Quoted passage:
My husband Bryan and I had the privilege of going on a date night last weekend. With three young boys at home, date nights are rare. It had been well over a month since the two of us went out together, and we had a lot to discuss. I keep him updated on professional successes and challenges throughout the week, so I wanted this to be about him. We only had 45 minutes for dinner before a fundraiser at our son’s school. So we sat at St. Louis Bread Company (Panera for those outside St. Louis) and talked.
Bryan told me about his recent appointments with two doctors, an audiologist and ENT from Washington University Medical Center. Bryan suffers from tinnitus, a constant (24/7) “ringing in the ears”. The pitch and severity of his tinnitus varies -- from a low hum on the best days -- to a blaring sound like a train approaching the station. This began roughly two years ago, and it has been extremely challenging for both of us. Tinnitus typically starts one of two ways: hearing loss (audiology) or neurological deficit. Bryan’s underlying reason is still unknown but likely hardwiring in his brain, instigated by stress; he does not have any hearing loss. There is no known cure for this type of tinnitus, and it will probably be permanent. Since it is neurological, this also opens the door to other issues such as dementia and Alzheimer’s Disease. Tinnitus is uncommon for “young” people like Bryan, but so is cancer or any other number of diseases.
On the bright side, Bryan is unlikely to die from tinnitus. Aside from emotional issues, we need to financially plan for this chronic illness. So how do we manage it? Below are some strategies any family can use. The first two tactics apply before illness strikes:
1. Check disability coverage. Many people are quick to purchase life insurance policies. But talk to any insurance agent and you’ll find you are much more likely (statistically speaking) to have a disability. If married, ensure both of you are covered. Employer-sponsored plans typically cover up to 60% of earnings, so a supplemental policy may be necessary to cover all living expenses. For small business owners and solo practitioners, disability insurance is even more crucial. Include this expense in your annual budget as a non-negotiable item.

[Referring expression pointing data]
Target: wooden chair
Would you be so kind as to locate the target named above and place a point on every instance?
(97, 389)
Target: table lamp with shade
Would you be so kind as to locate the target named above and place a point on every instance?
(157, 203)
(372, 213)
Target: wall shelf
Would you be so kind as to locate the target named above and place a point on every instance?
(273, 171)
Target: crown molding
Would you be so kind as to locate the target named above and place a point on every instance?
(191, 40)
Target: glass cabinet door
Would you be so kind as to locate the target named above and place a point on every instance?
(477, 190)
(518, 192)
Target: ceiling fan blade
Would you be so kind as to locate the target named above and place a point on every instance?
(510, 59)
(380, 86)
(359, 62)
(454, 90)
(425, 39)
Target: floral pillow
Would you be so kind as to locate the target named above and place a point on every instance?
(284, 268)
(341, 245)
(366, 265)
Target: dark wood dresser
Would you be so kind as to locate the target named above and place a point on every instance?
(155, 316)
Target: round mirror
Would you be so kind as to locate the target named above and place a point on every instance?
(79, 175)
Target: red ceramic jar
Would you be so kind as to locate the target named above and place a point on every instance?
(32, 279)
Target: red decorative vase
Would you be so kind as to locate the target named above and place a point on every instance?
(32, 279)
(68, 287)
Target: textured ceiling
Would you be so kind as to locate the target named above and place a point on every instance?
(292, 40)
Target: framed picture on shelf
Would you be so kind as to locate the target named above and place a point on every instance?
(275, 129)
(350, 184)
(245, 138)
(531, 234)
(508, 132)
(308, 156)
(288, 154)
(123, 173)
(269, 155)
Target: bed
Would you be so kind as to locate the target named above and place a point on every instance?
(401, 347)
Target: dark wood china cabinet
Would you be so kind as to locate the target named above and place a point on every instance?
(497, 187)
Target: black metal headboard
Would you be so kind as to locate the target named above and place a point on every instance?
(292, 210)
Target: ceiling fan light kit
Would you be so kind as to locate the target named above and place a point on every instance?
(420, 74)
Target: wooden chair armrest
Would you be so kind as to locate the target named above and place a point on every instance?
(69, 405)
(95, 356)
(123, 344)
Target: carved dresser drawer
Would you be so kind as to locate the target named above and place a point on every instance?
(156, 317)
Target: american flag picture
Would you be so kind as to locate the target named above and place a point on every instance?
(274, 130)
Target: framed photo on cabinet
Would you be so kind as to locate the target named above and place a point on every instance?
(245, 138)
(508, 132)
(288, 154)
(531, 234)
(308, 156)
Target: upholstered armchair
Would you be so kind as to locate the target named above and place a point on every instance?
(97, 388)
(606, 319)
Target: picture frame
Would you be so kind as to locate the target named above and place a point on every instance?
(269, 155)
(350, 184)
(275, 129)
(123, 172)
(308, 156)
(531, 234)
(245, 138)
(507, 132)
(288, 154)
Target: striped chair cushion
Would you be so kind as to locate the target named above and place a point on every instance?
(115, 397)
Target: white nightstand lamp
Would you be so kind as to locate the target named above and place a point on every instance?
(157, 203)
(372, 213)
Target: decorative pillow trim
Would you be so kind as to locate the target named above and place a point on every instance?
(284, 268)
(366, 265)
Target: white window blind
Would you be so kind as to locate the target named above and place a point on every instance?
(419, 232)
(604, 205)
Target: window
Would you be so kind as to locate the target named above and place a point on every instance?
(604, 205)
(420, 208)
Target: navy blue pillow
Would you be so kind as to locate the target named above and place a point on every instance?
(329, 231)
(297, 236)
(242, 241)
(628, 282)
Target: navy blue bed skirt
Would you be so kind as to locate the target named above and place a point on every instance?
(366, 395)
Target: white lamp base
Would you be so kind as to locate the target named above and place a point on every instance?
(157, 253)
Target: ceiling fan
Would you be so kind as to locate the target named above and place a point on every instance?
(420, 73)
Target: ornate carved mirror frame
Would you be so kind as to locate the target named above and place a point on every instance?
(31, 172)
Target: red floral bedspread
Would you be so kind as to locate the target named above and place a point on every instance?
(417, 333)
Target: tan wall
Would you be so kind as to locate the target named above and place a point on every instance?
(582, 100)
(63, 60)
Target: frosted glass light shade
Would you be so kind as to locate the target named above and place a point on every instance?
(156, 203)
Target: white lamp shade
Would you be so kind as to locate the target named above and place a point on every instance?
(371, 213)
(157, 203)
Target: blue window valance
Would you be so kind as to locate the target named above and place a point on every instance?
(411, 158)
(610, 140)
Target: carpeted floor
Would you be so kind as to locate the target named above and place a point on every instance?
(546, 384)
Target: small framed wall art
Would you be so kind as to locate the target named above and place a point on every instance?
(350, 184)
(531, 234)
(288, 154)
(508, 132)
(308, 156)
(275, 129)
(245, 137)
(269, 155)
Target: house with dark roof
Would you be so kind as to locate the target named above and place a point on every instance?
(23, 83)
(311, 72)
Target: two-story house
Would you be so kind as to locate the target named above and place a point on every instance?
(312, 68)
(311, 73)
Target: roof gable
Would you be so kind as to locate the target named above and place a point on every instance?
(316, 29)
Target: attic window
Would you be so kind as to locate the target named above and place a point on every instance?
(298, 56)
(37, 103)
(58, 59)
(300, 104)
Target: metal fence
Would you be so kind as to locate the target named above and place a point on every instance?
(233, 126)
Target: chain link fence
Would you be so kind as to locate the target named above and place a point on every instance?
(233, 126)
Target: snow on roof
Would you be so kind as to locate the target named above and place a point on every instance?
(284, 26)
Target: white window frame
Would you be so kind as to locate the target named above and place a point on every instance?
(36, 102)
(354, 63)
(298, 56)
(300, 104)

What to work on:
(A) For the tinnitus post above the data, decide whether each statement agrees with it: (i) Bryan has some hearing loss. (ii) The couple had 45 minutes for dinner. (iii) Employer-sponsored disability plans typically cover up to 60% of earnings. Answer yes or no for each, and quote the words from the post that settle it.
(B) From the tinnitus post above the data, print the part that opens with the words containing "My husband Bryan" and closes with "Louis) and talked.".
(C) Please answer these questions using the tinnitus post above the data:
(i) How many children does the couple have at home?
(ii) Where did the couple eat dinner?
(iii) Roughly how long ago did Bryan's tinnitus begin?

Responses to the exercise:
(A)
(i) No: "he does not have any hearing loss."
(ii) Yes: "We only had 45 minutes for dinner before a fundraiser at our son’s school."
(iii) Yes: "Employer-sponsored plans typically cover up to 60% of earnings"

(B)
My husband Bryan and I had the privilege of going on a date night last weekend. With three young boys at home, date nights are rare. It had been well over a month since the two of us went out together, and we had a lot to discuss. I keep him updated on professional successes and challenges throughout the week, so I wanted this to be about him. We only had 45 minutes for dinner before a fundraiser at our son’s school. So we sat at St. Louis Bread Company (Panera for those outside St. Louis) and talked.

(C)
(i) Three young boys.
(ii) St. Louis Bread Company (Panera).
(iii) Roughly two years ago.